#### Records from a collection:
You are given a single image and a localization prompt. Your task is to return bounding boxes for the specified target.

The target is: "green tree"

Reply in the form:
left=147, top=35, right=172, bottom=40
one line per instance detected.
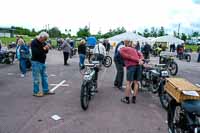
left=150, top=27, right=158, bottom=37
left=31, top=28, right=38, bottom=36
left=181, top=33, right=187, bottom=41
left=158, top=26, right=166, bottom=36
left=192, top=31, right=200, bottom=37
left=143, top=28, right=150, bottom=37
left=65, top=29, right=72, bottom=37
left=76, top=26, right=91, bottom=38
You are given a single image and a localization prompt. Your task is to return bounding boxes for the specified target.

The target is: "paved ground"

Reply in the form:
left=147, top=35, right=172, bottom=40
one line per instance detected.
left=0, top=50, right=200, bottom=133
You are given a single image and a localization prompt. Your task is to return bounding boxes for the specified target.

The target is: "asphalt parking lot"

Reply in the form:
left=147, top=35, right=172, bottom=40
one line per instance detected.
left=0, top=50, right=200, bottom=133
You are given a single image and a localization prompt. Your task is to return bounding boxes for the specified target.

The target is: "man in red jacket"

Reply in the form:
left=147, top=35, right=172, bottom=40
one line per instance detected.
left=120, top=41, right=143, bottom=104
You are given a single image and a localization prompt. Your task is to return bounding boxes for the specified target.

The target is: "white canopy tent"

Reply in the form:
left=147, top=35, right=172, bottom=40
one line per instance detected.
left=152, top=35, right=184, bottom=46
left=108, top=32, right=149, bottom=43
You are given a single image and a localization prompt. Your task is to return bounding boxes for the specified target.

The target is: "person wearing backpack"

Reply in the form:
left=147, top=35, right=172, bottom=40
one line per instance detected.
left=114, top=41, right=125, bottom=90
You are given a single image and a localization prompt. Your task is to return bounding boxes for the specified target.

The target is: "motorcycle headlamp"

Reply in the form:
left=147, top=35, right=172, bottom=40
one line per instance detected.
left=83, top=74, right=92, bottom=80
left=161, top=71, right=169, bottom=77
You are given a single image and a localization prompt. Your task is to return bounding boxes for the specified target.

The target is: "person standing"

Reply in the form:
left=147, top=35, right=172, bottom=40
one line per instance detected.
left=93, top=43, right=106, bottom=64
left=61, top=38, right=71, bottom=65
left=78, top=40, right=86, bottom=69
left=31, top=32, right=55, bottom=97
left=103, top=40, right=110, bottom=54
left=114, top=41, right=126, bottom=90
left=135, top=41, right=140, bottom=51
left=142, top=43, right=151, bottom=59
left=16, top=38, right=30, bottom=78
left=120, top=42, right=143, bottom=104
left=197, top=45, right=200, bottom=62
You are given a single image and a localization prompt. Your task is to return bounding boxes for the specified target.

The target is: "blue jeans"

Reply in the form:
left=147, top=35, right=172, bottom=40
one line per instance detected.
left=31, top=61, right=49, bottom=94
left=79, top=54, right=85, bottom=67
left=19, top=59, right=26, bottom=74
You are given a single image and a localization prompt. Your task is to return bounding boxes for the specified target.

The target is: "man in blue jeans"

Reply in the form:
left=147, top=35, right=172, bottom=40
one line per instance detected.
left=31, top=32, right=54, bottom=97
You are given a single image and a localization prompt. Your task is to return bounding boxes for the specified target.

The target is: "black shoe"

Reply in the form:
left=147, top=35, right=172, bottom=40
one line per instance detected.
left=114, top=82, right=118, bottom=87
left=132, top=96, right=136, bottom=104
left=121, top=97, right=130, bottom=104
left=117, top=86, right=124, bottom=91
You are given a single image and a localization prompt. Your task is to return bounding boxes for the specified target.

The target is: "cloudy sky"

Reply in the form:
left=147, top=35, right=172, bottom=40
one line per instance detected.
left=0, top=0, right=200, bottom=34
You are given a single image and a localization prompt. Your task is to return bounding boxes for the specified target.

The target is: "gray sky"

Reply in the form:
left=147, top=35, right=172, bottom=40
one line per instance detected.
left=0, top=0, right=200, bottom=33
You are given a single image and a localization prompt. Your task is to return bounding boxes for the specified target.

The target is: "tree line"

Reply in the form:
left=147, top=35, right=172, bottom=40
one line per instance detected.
left=11, top=26, right=200, bottom=41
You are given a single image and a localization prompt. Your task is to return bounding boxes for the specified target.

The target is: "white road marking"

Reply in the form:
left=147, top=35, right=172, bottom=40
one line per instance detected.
left=196, top=84, right=200, bottom=87
left=50, top=84, right=69, bottom=87
left=50, top=80, right=66, bottom=92
left=8, top=73, right=14, bottom=75
left=50, top=74, right=56, bottom=77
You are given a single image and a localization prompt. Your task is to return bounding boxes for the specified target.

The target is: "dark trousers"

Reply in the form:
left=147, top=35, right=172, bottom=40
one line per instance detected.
left=197, top=52, right=200, bottom=62
left=63, top=52, right=69, bottom=65
left=114, top=61, right=124, bottom=87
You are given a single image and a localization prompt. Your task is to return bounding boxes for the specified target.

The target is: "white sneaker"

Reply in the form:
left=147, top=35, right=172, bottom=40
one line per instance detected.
left=20, top=74, right=25, bottom=78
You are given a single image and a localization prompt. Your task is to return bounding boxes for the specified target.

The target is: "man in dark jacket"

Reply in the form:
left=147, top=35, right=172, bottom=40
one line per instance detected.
left=103, top=40, right=110, bottom=54
left=114, top=42, right=124, bottom=90
left=142, top=43, right=151, bottom=59
left=31, top=32, right=54, bottom=97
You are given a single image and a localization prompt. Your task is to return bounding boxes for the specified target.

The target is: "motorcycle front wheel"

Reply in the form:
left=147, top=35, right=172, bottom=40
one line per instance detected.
left=80, top=83, right=90, bottom=111
left=159, top=82, right=169, bottom=110
left=167, top=105, right=185, bottom=133
left=168, top=61, right=178, bottom=76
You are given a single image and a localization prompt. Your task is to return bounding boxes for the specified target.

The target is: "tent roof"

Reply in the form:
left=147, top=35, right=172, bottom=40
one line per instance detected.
left=108, top=32, right=149, bottom=42
left=152, top=35, right=184, bottom=44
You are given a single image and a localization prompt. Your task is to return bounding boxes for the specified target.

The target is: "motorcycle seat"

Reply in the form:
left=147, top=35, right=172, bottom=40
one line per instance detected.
left=181, top=100, right=200, bottom=116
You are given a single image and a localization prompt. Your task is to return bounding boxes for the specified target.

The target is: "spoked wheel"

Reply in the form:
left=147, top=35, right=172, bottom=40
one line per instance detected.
left=88, top=54, right=97, bottom=63
left=168, top=105, right=186, bottom=133
left=159, top=82, right=169, bottom=110
left=186, top=55, right=191, bottom=62
left=80, top=84, right=90, bottom=110
left=151, top=84, right=159, bottom=94
left=103, top=56, right=112, bottom=67
left=168, top=61, right=178, bottom=76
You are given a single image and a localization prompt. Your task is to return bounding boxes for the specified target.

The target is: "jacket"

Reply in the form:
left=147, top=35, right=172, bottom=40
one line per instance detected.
left=114, top=42, right=125, bottom=65
left=61, top=41, right=71, bottom=53
left=120, top=47, right=142, bottom=68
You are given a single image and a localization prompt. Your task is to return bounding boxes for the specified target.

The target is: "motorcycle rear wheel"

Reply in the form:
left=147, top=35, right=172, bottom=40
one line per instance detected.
left=80, top=84, right=90, bottom=111
left=168, top=61, right=178, bottom=76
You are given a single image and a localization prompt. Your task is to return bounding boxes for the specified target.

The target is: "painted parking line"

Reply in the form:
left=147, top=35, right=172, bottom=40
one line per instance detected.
left=50, top=80, right=66, bottom=92
left=50, top=84, right=69, bottom=87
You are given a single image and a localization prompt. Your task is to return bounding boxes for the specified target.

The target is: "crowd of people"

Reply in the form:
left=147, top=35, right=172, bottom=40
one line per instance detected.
left=4, top=32, right=200, bottom=98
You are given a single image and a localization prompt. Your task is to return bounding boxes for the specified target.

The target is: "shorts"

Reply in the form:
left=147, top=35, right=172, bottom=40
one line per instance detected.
left=126, top=66, right=142, bottom=81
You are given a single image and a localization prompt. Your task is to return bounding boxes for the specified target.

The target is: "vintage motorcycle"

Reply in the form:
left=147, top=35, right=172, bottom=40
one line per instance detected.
left=159, top=54, right=178, bottom=76
left=80, top=61, right=99, bottom=110
left=89, top=54, right=112, bottom=68
left=167, top=99, right=200, bottom=133
left=132, top=60, right=169, bottom=93
left=178, top=52, right=191, bottom=62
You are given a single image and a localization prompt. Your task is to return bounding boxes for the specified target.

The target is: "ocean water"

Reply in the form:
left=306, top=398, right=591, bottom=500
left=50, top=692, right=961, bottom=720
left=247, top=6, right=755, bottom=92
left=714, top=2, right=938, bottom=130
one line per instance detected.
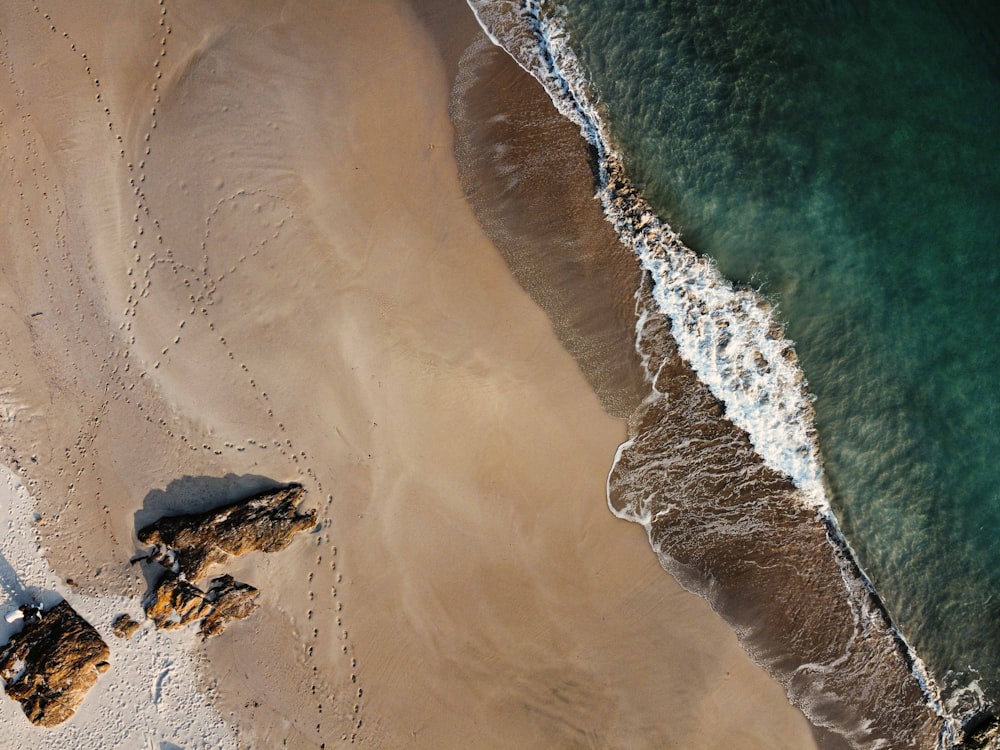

#### Task directions:
Copy the items word for word from their beginning through the line that contains "left=192, top=31, right=200, bottom=37", including that line. Omit the pictures.

#### Answer to this exercise:
You are given a single image and a localization prompt. Your task is to return bounding boxes for the specified target.

The target is: "green tree"

Reply in the form:
left=147, top=35, right=172, bottom=40
one line per instance detected.
left=150, top=27, right=158, bottom=37
left=31, top=28, right=38, bottom=36
left=181, top=33, right=187, bottom=41
left=158, top=26, right=166, bottom=36
left=192, top=31, right=200, bottom=37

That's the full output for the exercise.